━━━ Data records
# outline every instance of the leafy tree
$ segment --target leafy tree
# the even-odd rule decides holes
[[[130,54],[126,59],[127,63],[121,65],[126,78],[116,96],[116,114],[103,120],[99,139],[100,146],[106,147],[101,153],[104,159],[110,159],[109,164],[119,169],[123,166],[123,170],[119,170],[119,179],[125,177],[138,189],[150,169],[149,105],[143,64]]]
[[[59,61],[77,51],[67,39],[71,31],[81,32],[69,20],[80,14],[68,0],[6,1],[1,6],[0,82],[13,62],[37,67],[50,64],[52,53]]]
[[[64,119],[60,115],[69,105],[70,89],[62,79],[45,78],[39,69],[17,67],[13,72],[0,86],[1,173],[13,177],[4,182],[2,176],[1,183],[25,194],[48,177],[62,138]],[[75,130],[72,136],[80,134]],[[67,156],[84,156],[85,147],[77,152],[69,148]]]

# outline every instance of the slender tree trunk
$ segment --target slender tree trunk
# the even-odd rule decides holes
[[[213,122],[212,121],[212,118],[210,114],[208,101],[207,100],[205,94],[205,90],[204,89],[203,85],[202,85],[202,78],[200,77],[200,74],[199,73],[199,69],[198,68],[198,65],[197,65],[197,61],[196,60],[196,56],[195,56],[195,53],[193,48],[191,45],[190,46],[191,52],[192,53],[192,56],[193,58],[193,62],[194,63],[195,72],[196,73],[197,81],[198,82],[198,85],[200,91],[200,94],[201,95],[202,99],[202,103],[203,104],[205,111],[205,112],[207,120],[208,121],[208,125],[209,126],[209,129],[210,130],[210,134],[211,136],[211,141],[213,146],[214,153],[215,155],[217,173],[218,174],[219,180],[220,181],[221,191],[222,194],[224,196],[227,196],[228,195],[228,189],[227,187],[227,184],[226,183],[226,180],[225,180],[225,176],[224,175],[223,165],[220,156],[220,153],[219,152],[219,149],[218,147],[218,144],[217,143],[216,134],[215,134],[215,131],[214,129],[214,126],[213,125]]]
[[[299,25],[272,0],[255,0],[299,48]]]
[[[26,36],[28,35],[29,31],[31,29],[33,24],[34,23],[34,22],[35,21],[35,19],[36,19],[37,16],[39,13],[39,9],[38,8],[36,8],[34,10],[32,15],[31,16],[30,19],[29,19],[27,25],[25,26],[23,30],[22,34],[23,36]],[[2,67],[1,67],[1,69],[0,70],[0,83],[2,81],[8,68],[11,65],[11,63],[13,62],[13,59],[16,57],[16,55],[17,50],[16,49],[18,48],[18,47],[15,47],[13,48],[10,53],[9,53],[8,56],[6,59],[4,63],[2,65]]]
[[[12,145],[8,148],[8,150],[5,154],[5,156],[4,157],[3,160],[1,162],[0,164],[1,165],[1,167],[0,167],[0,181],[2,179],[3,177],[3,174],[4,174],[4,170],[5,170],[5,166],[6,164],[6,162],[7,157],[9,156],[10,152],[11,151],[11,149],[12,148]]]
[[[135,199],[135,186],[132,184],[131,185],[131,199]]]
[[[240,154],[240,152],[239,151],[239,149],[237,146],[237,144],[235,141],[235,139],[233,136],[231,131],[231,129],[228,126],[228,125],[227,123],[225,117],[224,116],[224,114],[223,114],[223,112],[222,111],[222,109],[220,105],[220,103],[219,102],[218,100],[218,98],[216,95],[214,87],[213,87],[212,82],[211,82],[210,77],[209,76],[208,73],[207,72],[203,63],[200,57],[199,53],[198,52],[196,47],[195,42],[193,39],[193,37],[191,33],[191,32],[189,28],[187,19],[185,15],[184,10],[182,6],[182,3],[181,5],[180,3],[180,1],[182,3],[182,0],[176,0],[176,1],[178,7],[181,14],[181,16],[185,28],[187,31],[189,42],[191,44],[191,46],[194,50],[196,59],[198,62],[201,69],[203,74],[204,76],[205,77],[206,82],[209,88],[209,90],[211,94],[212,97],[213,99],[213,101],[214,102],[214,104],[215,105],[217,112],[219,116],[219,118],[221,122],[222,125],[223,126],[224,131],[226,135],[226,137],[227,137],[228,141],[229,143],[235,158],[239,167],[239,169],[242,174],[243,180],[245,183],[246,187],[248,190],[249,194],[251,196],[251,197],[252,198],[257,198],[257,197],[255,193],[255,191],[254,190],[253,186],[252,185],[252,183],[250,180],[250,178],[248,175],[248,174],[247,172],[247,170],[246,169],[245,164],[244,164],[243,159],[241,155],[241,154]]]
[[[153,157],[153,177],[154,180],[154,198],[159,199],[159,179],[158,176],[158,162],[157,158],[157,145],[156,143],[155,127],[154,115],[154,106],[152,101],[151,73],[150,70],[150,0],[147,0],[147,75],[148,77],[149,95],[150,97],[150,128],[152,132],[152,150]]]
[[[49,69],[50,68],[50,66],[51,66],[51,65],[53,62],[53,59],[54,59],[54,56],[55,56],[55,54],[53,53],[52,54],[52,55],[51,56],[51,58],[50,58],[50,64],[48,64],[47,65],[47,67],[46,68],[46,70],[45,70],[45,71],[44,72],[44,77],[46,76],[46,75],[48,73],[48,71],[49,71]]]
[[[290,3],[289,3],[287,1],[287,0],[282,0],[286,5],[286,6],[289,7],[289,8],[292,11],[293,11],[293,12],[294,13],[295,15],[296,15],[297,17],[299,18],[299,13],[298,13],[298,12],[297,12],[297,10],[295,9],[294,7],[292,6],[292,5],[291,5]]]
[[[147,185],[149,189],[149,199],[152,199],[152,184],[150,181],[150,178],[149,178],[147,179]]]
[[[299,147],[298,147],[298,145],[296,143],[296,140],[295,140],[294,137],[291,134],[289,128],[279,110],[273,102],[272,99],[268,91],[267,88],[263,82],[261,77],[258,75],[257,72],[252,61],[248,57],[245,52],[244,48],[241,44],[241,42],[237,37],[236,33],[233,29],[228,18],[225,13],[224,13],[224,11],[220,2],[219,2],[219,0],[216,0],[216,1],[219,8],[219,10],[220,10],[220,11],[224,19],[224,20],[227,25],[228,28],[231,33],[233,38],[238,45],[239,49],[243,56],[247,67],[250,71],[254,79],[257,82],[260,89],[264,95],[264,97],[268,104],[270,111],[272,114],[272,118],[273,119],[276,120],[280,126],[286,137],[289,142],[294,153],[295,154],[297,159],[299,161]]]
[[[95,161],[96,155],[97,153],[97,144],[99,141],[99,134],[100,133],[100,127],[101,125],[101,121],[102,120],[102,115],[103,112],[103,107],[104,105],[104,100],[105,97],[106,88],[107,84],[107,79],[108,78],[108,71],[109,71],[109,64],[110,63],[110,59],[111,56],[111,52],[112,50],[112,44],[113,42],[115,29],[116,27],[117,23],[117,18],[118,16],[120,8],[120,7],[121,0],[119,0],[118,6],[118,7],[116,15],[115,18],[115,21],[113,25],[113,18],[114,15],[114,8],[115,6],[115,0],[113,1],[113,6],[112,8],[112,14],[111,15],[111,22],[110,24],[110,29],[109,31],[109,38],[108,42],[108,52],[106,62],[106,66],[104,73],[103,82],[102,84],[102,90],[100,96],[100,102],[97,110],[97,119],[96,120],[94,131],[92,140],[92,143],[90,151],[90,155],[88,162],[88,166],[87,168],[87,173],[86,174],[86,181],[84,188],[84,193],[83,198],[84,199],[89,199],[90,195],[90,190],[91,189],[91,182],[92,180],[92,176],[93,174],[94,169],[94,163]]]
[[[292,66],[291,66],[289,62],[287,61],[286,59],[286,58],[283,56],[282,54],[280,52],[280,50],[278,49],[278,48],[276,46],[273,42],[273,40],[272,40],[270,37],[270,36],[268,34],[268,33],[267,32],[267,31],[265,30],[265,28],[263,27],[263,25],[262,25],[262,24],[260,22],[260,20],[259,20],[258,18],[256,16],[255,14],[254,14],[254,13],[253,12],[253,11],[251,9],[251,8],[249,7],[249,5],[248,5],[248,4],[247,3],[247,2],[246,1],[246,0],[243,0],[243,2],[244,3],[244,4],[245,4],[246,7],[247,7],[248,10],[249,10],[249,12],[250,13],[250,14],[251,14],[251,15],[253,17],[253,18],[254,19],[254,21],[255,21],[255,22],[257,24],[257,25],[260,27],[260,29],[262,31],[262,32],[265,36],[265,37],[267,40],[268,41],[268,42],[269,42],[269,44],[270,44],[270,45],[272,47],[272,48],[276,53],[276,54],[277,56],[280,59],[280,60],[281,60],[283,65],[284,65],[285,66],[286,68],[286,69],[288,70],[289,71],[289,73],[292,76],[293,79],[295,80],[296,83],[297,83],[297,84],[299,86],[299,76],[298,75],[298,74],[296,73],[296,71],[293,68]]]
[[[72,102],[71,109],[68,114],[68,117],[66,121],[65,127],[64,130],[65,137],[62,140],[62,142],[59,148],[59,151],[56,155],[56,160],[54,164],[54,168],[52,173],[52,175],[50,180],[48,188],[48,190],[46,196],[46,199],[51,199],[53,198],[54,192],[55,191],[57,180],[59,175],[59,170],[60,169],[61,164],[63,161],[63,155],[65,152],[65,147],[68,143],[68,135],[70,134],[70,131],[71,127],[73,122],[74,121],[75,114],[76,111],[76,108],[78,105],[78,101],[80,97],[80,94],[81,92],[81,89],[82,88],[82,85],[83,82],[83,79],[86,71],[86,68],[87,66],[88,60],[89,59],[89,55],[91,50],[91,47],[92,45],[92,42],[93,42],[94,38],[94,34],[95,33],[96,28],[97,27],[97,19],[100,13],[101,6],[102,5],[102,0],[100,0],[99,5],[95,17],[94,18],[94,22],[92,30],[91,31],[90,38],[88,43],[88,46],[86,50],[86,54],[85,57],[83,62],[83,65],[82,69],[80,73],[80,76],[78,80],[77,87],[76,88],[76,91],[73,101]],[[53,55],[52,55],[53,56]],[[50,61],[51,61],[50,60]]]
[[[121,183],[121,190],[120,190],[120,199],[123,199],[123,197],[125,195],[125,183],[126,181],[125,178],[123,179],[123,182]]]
━━━━━━
### Stated problem
Count the lines in the records above that contain the word "every", and reply with the number alone.

### Task answer
2